> What needs to be done
In the records below, find the line that contains "Reviewer note: every instance of the tiled" and the line that contains "Reviewer note: every instance of the black", then retype exactly those two lines and every line between them.

### Task input ###

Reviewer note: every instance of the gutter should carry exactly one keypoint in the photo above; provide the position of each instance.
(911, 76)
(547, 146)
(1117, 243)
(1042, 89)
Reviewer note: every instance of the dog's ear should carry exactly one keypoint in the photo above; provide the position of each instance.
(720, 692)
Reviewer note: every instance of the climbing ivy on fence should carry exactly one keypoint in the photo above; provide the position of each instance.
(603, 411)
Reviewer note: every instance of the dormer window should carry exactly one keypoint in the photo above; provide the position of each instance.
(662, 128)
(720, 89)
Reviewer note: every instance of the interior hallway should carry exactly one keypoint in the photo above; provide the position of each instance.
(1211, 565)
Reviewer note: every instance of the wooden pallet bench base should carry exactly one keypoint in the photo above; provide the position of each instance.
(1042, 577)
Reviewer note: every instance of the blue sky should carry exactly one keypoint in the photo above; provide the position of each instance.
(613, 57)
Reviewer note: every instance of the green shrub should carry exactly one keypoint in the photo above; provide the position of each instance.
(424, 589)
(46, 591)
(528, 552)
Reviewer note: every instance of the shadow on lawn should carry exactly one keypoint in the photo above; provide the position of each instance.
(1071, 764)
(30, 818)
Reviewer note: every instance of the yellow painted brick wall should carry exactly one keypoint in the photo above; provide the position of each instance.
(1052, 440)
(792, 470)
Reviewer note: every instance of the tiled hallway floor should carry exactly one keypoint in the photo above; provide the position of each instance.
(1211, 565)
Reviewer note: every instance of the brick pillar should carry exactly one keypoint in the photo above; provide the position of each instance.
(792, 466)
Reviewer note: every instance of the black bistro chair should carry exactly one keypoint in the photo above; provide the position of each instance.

###
### Task input ###

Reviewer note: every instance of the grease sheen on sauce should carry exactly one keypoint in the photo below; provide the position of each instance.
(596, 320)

###
### Task input ###

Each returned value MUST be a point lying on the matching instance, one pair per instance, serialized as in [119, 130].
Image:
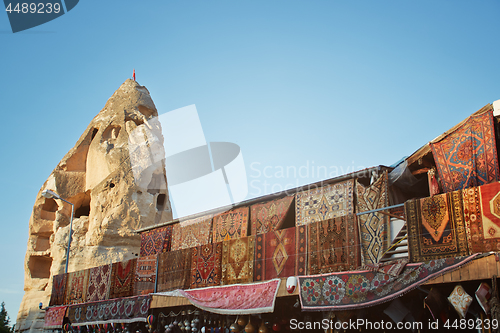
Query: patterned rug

###

> Exercise output
Reviewer note: every instance of the tiled hallway floor should carry exactly one keypoint in the photo above; provide the position of each instance.
(1211, 565)
Reviewer note: every instance of the brick pillar should carry exactly one keypoint in the photo above; provide the position of each instance.
(792, 466)
Reviewer note: every instance of the black bistro chair should carry exactly one keypoint in the photo above; provide the position of each instance.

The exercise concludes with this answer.